A block of data:
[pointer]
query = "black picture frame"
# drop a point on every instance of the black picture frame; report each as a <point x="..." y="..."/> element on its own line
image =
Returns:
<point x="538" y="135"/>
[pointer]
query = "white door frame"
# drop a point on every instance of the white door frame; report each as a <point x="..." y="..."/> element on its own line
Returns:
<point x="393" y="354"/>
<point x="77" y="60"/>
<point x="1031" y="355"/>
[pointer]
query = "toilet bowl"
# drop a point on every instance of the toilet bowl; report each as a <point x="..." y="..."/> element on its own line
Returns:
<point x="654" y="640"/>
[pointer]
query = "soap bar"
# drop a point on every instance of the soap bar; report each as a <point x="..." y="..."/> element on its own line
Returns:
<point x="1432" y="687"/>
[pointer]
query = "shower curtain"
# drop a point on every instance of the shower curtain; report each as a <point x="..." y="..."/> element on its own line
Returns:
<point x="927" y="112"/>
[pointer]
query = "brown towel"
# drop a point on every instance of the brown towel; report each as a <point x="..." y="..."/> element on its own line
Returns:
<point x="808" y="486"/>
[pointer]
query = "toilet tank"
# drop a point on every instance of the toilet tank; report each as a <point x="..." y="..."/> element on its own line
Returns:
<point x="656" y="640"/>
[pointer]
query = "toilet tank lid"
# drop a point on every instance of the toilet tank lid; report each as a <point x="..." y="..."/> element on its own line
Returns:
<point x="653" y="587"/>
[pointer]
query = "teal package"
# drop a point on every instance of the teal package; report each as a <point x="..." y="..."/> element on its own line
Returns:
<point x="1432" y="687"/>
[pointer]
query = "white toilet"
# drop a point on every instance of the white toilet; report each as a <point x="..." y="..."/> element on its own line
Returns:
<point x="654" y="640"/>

YOUR INSTRUCTIONS: Please output the entries above, every line exactly as it reads.

TASK SOLUTION:
[pointer]
query = "black picture frame"
# drop a point on every instance of the black picture frame; report each as a <point x="..." y="..."/> element on its own line
image =
Returns:
<point x="538" y="135"/>
[pointer]
query = "white door frame"
# drop a point on every instance of the white door frame; report each as a <point x="..." y="..."/> element on its own line
Returns:
<point x="393" y="354"/>
<point x="77" y="60"/>
<point x="1031" y="355"/>
[pointer]
query = "toilet bowl"
# drop a point on every instance of the toilet bowl; report each as a <point x="..." y="..."/> element on its own line
Returns:
<point x="654" y="640"/>
[pointer]
query = "soap bar"
# drop a point on every instance of the soap bar; report each as a <point x="..." y="..."/> element on its own line
Returns:
<point x="1432" y="687"/>
[pointer]
query = "shower curtain"
# drop a point on every instance of the shower curtain; report each as a <point x="..." y="..."/> element on its own line
Returns:
<point x="927" y="112"/>
[pointer]
query = "brown towel"
# drop a point on every instance of the brown towel; report each as a <point x="..." y="..."/> element on its own line
Returns:
<point x="808" y="486"/>
[pointer]
query = "toilet tank"
# drop a point on every instance of the toilet tank; report each as a <point x="..." y="..."/> element on its own line
Returns:
<point x="656" y="640"/>
[pointer]
query = "toilet tank lid"
# drop a point on every instance of the toilet tank lid; report each as a <point x="..." y="..."/> element on its own line
Returns:
<point x="653" y="587"/>
[pointer]
query = "teal package"
# drop a point on every instance of the teal package; report each as a <point x="..." y="..."/> element on its own line
Returns:
<point x="1432" y="687"/>
[pointer]
query = "white toilet"
# drop a point on every instance of the white toilet; report each as a <point x="..." y="..."/> element on its own line
Returns:
<point x="654" y="640"/>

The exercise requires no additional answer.